_What is needed_. Revise the entries below by swapping every occurrence of "with a point for each instance" for "by marking every instance with a point", keeping all other lines unchanged. Leave the images out of your output.

_Named object pointing entries_.
==================================================

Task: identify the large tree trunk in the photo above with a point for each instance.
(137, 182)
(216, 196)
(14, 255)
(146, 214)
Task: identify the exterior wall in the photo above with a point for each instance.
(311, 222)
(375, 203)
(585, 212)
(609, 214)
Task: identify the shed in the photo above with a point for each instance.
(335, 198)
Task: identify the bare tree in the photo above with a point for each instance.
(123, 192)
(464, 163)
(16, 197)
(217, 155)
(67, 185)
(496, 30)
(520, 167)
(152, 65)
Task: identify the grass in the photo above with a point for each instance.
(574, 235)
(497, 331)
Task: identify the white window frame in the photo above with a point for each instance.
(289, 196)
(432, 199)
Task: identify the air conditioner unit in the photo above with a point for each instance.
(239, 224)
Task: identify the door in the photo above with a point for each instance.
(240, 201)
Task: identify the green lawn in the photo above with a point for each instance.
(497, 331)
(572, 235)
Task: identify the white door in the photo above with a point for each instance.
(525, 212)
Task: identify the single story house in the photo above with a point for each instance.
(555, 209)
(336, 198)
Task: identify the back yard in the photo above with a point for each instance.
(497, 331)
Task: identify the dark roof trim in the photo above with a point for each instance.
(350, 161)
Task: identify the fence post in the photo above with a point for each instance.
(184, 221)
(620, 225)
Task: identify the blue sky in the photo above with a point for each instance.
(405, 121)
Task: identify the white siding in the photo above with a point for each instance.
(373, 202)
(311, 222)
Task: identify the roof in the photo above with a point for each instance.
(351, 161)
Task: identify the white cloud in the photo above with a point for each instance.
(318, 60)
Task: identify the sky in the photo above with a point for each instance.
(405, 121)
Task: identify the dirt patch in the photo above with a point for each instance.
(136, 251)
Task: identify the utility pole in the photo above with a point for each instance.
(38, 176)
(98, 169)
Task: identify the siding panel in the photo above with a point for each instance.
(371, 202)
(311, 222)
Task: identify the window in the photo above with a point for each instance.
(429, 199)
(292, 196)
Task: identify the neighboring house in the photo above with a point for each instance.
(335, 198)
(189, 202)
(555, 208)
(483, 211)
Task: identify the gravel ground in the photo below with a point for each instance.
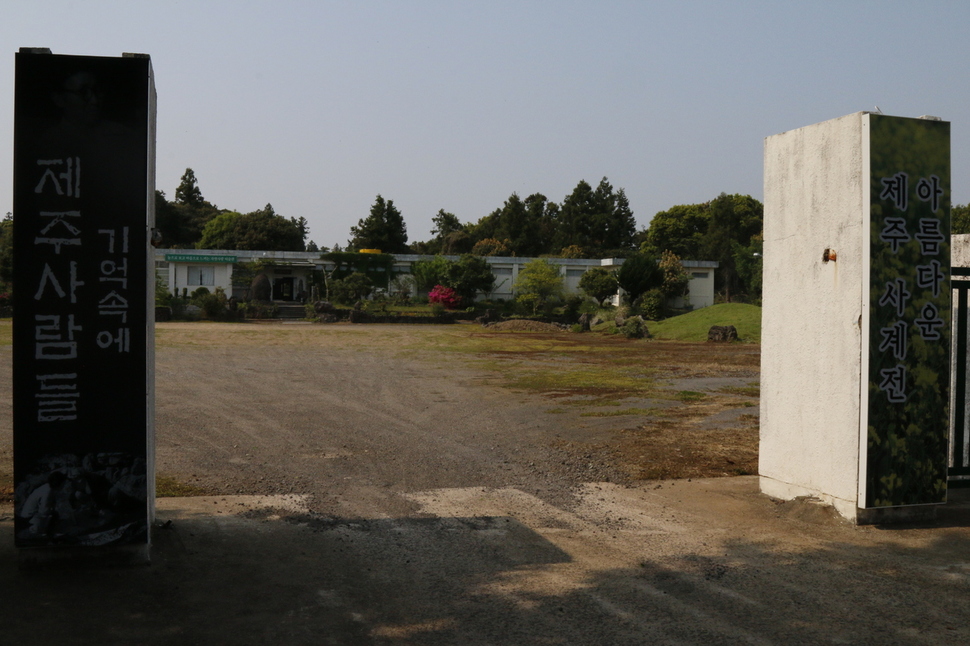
(361, 497)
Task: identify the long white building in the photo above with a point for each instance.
(291, 272)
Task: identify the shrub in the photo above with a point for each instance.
(196, 297)
(261, 289)
(214, 306)
(572, 308)
(650, 305)
(444, 296)
(258, 310)
(634, 328)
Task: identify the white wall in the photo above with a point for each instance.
(811, 337)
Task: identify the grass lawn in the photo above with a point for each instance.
(693, 326)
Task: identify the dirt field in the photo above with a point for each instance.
(562, 408)
(452, 485)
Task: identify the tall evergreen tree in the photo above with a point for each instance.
(383, 229)
(262, 229)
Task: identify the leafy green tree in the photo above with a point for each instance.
(469, 276)
(577, 218)
(6, 254)
(675, 277)
(748, 263)
(637, 275)
(492, 247)
(599, 283)
(680, 230)
(188, 191)
(181, 222)
(383, 229)
(598, 221)
(539, 282)
(735, 219)
(960, 219)
(428, 273)
(263, 229)
(379, 267)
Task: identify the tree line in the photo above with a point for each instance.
(191, 221)
(588, 223)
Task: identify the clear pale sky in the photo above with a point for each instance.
(318, 106)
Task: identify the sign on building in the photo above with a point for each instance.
(83, 337)
(909, 312)
(856, 315)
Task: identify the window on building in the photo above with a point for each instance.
(202, 275)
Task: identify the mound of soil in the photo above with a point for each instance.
(523, 325)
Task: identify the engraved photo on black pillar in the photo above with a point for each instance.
(81, 164)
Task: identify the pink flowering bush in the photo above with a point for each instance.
(446, 296)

==================================================

_Written response_.
Task: identify the large tree trunk in the photo above by marking every instance with a point.
(137, 182)
(216, 196)
(14, 255)
(146, 214)
Task: identify the exterior wall in the photo above by marking every instance with a point.
(311, 222)
(375, 203)
(585, 212)
(609, 214)
Task: identify the shed in the photo above by marking every instance with a point.
(335, 198)
Task: identify the bare tree in the photo above by marking every instance with a point.
(123, 192)
(464, 163)
(16, 197)
(217, 155)
(67, 185)
(496, 30)
(520, 167)
(152, 65)
Task: identify the grass in the photo above by marking every instance with a point.
(574, 235)
(497, 331)
Task: identify the white window frame in the photo above by marking every instance with a point.
(289, 196)
(432, 199)
Task: identify the air conditioner unit in the photo above by marking every instance with a point.
(239, 224)
Task: identify the door in the photo above by marking every instance with a point.
(240, 201)
Task: identify the green lawn in the photo above by marking every instance with a point.
(497, 331)
(572, 235)
Task: identify the white door in the photo above by marking every instance with a point.
(525, 212)
Task: identify the single story house in the photo above by marking every instance with a point.
(555, 209)
(336, 198)
Task: identify the back yard in the photo above by marking every instance with a point.
(497, 331)
Task: identify the dark roof trim in the photo above by marking every instance with a point.
(350, 161)
Task: identify the fence post in the photo above by marking every instance with a point.
(184, 221)
(620, 225)
Task: identify the blue sky in the photo above by marking every instance with a point.
(405, 121)
Task: identify the white siding in the photo above by marking every instance with a point.
(373, 202)
(311, 222)
Task: identify the roof in the photo above by marking every instance with a point.
(351, 161)
Task: identify the white cloud in the photo above by marking every instance with a point.
(318, 60)
Task: identify the sky in the photo above by marking every instance with a point.
(405, 121)
Task: identify the dirt patch in the photo above by marking every instance with a point.
(136, 251)
Task: identify the utility pole in the photo above by marking every instance with a point.
(38, 176)
(98, 169)
Task: identify the siding panel in the photo above by marking every instance with a point.
(371, 202)
(311, 222)
Task: identify the window in the photo above by marking every instance with a point.
(429, 199)
(292, 196)
Task: identify the neighboring house in the photo above by marking every instance with a point.
(335, 198)
(189, 202)
(555, 208)
(483, 211)
Task: identify the gravel ground in the photo below by marking every instance with a point.
(361, 497)
Task: identify the long white building in the photo above by marking every instance with a point.
(291, 272)
Task: identify the shrub in the photo above by marking every instance with a point.
(196, 297)
(261, 289)
(214, 306)
(572, 308)
(650, 305)
(444, 296)
(258, 310)
(634, 328)
Task: identify the white wall in the photo above by marking every instance with a point.
(811, 337)
Task: identify the grass lawn in the photo above by marking every instance with a point.
(693, 326)
Task: identify the dirt field in the photo above by marking every instance with a point.
(562, 408)
(452, 485)
Task: identify the tall evergreen tree in the photo above by marking every instance with a point.
(383, 229)
(262, 229)
Task: identify the leafy green tree in the photo above by marking every instance with a point.
(469, 276)
(577, 218)
(6, 254)
(675, 277)
(748, 263)
(637, 275)
(492, 247)
(599, 283)
(680, 230)
(188, 191)
(181, 222)
(383, 229)
(598, 221)
(539, 282)
(735, 219)
(960, 219)
(428, 273)
(263, 229)
(379, 267)
Task: identify the tree line in the photo above by marking every instance with a point.
(191, 221)
(588, 223)
Task: identify the clear pale sky in the photo above by marking every instance with a point.
(318, 106)
Task: identify the sign on building in the photo above by marking every instance with a point.
(83, 337)
(909, 312)
(856, 315)
Task: identify the window on building in the photo above by marking every instance with a point.
(202, 275)
Task: identify the mound of soil in the photo above by marking every instance with a point.
(523, 325)
Task: identify the engraved photo on black pillar in the photo above by marking every instance with a point.
(81, 164)
Task: identify the pink flowering bush in the photo above by marking every instance with a point.
(446, 296)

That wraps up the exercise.